• _Aim_
Please write out the data again from the line containing "Task: identify the person in reflective" through the end of the data, switching every "ambulance" to "van" and changing nothing else.

[Saved entries]
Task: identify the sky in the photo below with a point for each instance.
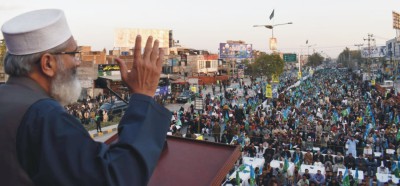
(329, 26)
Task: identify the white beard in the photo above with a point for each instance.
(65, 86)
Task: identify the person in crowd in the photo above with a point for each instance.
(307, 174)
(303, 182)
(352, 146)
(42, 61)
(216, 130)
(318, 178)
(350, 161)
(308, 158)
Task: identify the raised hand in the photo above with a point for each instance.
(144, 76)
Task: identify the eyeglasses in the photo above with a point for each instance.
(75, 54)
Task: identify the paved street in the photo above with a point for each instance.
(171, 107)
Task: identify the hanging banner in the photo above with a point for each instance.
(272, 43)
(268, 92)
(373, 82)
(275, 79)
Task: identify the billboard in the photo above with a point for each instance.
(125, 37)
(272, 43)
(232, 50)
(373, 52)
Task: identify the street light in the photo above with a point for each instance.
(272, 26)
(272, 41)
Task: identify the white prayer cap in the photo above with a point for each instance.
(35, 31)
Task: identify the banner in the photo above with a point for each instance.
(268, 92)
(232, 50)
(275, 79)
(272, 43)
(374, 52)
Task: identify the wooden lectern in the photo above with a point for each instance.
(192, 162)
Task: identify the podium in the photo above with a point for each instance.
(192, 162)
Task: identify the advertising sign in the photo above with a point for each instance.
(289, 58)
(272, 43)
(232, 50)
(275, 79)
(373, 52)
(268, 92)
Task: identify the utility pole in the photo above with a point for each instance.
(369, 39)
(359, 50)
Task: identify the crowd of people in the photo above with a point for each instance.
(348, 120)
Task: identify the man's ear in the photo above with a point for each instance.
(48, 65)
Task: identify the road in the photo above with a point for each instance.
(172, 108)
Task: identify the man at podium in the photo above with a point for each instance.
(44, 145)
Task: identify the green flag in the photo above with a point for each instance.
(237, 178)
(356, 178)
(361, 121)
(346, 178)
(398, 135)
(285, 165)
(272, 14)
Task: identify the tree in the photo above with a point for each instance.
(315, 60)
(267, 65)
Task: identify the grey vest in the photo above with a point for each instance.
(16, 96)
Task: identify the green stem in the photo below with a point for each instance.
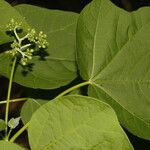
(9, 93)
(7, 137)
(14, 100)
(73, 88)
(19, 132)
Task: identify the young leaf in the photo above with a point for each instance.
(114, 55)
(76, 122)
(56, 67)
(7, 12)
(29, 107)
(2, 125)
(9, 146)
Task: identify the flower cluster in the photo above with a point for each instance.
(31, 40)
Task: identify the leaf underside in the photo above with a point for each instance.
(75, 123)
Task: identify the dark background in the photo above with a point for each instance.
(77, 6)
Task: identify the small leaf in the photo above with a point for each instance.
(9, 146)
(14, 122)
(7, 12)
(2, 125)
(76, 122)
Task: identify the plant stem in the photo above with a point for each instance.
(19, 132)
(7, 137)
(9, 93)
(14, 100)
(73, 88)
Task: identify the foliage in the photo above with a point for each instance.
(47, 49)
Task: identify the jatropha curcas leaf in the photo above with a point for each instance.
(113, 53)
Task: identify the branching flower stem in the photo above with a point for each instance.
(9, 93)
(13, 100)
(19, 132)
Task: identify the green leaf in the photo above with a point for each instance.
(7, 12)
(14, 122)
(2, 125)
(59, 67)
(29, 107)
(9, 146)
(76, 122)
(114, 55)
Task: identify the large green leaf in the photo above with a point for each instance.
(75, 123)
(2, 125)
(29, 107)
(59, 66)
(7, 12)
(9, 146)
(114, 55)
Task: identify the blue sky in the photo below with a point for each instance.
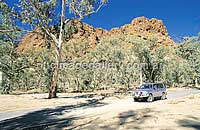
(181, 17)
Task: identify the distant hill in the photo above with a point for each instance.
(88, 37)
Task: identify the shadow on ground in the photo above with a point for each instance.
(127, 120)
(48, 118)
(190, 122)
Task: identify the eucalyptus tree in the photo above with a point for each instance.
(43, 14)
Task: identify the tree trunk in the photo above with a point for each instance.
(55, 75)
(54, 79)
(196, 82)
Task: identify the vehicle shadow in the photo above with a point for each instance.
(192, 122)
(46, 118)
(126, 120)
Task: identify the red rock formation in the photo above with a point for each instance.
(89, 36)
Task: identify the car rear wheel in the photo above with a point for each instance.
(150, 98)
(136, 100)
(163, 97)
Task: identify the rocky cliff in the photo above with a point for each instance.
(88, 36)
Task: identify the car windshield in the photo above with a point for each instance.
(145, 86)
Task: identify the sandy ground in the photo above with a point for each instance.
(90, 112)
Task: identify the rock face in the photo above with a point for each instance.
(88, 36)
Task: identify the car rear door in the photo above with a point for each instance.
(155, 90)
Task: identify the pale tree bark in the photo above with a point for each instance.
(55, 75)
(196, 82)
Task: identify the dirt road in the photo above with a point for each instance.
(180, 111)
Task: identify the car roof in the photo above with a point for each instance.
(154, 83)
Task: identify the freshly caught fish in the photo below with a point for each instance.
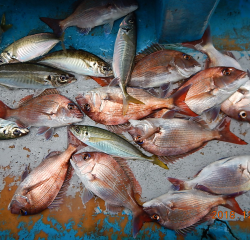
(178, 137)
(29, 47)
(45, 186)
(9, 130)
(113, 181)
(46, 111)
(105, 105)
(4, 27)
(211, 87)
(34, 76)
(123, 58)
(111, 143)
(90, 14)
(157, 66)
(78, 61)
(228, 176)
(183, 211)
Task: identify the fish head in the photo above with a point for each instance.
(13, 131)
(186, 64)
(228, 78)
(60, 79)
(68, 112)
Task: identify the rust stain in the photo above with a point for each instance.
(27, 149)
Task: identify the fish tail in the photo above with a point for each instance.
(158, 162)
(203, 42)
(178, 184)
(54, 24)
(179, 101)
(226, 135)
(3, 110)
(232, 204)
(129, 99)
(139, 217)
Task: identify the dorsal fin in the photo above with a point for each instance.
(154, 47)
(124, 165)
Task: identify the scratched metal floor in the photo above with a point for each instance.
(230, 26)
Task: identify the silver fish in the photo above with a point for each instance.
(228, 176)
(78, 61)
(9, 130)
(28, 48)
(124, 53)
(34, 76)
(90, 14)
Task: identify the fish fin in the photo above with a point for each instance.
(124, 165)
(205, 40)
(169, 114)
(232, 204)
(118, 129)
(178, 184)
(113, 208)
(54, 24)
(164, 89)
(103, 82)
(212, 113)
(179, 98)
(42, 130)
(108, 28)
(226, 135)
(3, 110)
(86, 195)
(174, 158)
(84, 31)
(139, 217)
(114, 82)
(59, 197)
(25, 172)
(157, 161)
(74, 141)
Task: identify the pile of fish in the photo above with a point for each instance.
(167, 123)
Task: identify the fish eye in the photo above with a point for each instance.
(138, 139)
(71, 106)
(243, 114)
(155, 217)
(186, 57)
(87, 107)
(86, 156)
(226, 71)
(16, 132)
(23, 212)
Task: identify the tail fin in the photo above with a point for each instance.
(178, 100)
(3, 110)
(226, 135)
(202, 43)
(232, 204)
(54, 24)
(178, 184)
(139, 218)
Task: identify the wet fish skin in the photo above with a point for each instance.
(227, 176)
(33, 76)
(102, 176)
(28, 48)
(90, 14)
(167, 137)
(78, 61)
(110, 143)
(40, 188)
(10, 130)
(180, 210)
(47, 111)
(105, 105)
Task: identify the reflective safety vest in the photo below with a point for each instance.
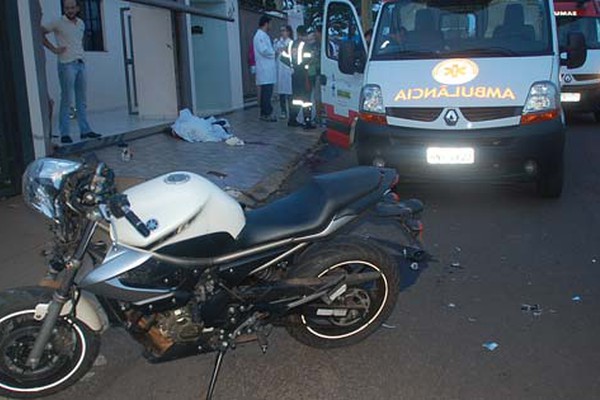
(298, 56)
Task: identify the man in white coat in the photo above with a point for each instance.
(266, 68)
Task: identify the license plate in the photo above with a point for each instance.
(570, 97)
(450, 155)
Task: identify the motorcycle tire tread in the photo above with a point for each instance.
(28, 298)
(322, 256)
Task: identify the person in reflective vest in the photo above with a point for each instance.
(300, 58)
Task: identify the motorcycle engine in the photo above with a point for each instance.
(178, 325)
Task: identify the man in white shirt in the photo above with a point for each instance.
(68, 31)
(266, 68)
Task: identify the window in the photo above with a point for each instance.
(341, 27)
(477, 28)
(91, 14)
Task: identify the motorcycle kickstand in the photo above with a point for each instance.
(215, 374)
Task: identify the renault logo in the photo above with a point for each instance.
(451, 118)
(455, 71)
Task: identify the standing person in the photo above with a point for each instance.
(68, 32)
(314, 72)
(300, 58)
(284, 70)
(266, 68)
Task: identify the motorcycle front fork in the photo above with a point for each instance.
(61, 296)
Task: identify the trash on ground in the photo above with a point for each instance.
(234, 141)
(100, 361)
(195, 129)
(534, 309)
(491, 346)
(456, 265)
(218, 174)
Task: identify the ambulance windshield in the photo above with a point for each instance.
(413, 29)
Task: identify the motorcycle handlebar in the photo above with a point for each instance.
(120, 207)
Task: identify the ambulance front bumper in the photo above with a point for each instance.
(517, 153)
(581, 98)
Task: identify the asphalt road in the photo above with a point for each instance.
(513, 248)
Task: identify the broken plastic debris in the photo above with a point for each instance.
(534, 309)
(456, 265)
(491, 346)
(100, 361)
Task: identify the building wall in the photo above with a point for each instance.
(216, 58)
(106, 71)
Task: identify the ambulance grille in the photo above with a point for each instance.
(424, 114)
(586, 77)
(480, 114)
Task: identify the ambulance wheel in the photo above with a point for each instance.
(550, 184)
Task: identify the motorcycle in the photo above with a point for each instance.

• _Task solution_
Task: identify the person in reflective vest in the photo above with a point for each instance.
(300, 58)
Task: identify the motorcycle engine in the photo above with a point for each instance.
(178, 325)
Task: identify the man in white shirt in the photo above with a point for each instance.
(68, 31)
(266, 68)
Task: identify the window in the photo above with a point for each instance.
(341, 27)
(477, 28)
(91, 14)
Task: identify the motorcycle kickstand in the photo above with a point for each instance.
(215, 374)
Task: identify the renault logo in the photo above with a point for each instance.
(451, 118)
(455, 71)
Task: identify the standing person in the photo above with a point for each instance.
(68, 32)
(314, 72)
(300, 58)
(284, 70)
(266, 68)
Task: identify the motorcycle front fork in the photo above with a point for each instance.
(61, 296)
Task: identify the trash on ground in the photo above with a point for each instance.
(234, 141)
(100, 361)
(195, 129)
(534, 309)
(491, 346)
(456, 265)
(218, 174)
Task: identify the van windshield in the photo above with a point for each instance.
(413, 29)
Task: identify the motorcycle handlebar in the photo above with a point for each instance.
(120, 207)
Task: identify the van front bumper in the photo above with a point for each instance.
(517, 153)
(581, 98)
Task: identify the asphalt road in the photo above with a point for each instance.
(513, 248)
Task: identify the broken plastic debris in the photo above with a point for each instance.
(534, 309)
(456, 265)
(491, 346)
(100, 361)
Task: identify the building wall in the photo above with a point for each instance.
(216, 58)
(106, 71)
Task: identify the van grille in the photo above with a point for each instance.
(424, 114)
(586, 77)
(480, 114)
Task: identify the van wheel in the photo above with a point for each instance.
(550, 184)
Task: identify the motorcycle in the photo above with a point for each instance.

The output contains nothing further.